--- Start DATASET ROWS ---
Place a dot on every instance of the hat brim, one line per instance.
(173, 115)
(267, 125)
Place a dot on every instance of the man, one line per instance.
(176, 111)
--- End DATASET ROWS ---
• EXERCISE: Render every line of the listing above as a JSON array of strings, one string per line, with blank lines omitted.

• SOLUTION BELOW:
[
  "Place a dot on every instance of the hat brim, one line per instance.",
  "(173, 115)",
  "(267, 125)",
  "Place a dot on every instance of the man, one line per instance.",
  "(176, 111)"
]